Supplied text ->
问题
I stumbled upon very strange issue with GCC. The issue is 25% drop in performance. Here is the story.
I have a pice of software which is fp32 compute intensive (neural networks compiled with TVM). I compile it for ARM (rk3399 device), here is info:
gcc -v
Using built-in specs.
COLLECT_GCC=gcc
COLLECT_LTO_WRAPPER=/usr/lib/gcc/arm-linux-gnueabihf/5/lto-wrapper
Target: arm-linux-gnueabihf
Configured with: ../src/configure -v --with-pkgversion='Ubuntu/Linaro 5.4.0-6ubuntu1~16.04.12' --with-bugurl=file:///usr/share/doc/gcc-5/README.Bugs --enable-languages=c,ada,c++,java,go,d,fortran,objc,obj-c++ --prefix=/usr --program-suffix=-5 --enable-shared --enable-linker-build-id --libexecdir=/usr/lib --without-included-gettext --enable-threads=posix --libdir=/usr/lib --enable-nls --with-sysroot=/ --enable-clocale=gnu --enable-libstdcxx-debug --enable-libstdcxx-time=yes --with-default-libstdcxx-abi=new --enable-gnu-unique-object --disable-libitm --disable-libquadmath --enable-plugin --with-system-zlib --disable-browser-plugin --enable-java-awt=gtk --enable-gtk-cairo --with-java-home=/usr/lib/jvm/java-1.5.0-gcj-5-armhf/jre --enable-java-home --with-jvm-root-dir=/usr/lib/jvm/java-1.5.0-gcj-5-armhf --with-jvm-jar-dir=/usr/lib/jvm-exports/java-1.5.0-gcj-5-armhf --with-arch-directory=arm --with-ecj-jar=/usr/share/java/eclipse-ecj.jar --enable-objc-gc --enable-multiarch --enable-multilib --disable-sjlj-exceptions --with-arch=armv7-a --with-fpu=vfpv3-d16 --with-float=hard --with-mode=thumb --disable-werror --enable-multilib --enable-checking=release --build=arm-linux-gnueabihf --host=arm-linux-gnueabihf --target=arm-linux-gnueabihf
Thread model: posix
gcc version 5.4.0 20160609 (Ubuntu/Linaro 5.4.0-6ubuntu1~16.04.12)

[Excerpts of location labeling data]
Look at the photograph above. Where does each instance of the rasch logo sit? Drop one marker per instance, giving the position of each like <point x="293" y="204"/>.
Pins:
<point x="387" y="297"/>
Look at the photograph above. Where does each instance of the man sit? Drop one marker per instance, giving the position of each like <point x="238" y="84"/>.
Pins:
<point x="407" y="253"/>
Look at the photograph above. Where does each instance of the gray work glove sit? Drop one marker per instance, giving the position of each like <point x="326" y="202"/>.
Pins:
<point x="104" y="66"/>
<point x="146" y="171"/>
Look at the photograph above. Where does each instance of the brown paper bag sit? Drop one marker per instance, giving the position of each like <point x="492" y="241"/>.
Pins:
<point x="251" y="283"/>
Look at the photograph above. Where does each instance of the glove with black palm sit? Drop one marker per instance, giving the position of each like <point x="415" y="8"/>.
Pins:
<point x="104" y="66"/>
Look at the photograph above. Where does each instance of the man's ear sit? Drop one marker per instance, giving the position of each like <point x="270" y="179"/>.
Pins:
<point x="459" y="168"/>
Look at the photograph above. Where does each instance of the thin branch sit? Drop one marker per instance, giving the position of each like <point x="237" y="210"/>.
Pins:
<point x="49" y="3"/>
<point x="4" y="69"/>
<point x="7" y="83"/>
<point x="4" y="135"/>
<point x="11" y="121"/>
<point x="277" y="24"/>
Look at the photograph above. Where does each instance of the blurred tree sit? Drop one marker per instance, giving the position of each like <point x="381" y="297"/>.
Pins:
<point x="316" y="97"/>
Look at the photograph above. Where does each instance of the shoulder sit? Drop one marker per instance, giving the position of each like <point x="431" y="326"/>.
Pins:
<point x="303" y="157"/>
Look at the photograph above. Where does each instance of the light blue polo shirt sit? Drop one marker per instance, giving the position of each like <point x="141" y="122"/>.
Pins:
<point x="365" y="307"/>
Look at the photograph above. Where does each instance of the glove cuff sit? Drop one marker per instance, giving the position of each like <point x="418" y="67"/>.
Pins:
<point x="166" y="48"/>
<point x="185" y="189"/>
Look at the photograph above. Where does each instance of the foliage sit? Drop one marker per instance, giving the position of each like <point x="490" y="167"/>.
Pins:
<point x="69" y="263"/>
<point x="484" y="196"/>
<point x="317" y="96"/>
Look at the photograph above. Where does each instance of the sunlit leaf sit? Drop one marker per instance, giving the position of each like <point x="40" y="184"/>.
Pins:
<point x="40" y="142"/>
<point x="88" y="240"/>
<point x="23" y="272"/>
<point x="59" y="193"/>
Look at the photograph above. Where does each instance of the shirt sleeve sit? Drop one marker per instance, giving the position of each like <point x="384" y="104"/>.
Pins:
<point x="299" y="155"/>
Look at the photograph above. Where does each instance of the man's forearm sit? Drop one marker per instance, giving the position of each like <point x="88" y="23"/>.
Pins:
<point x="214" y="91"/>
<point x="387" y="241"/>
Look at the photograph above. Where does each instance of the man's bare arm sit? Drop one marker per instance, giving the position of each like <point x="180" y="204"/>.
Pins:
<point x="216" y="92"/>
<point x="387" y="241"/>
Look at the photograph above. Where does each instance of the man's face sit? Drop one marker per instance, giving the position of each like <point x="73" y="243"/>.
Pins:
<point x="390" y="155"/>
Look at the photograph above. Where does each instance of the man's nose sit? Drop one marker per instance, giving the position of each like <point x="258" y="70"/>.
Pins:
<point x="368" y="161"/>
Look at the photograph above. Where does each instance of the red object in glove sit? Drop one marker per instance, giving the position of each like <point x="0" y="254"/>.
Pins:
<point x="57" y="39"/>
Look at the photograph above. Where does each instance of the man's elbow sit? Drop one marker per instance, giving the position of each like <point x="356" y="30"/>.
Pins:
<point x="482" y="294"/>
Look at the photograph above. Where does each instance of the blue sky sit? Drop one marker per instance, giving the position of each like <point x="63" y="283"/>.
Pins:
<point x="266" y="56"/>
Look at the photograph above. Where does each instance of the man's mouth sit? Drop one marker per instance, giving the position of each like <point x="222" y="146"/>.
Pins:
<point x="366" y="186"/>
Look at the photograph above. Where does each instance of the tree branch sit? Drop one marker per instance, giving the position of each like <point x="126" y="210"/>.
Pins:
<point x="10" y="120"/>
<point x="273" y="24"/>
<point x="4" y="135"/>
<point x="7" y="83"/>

Required task -> In the post about the GCC performance issue, what ARM device is the software compiled for?

Finished exercise -> The rk3399 device.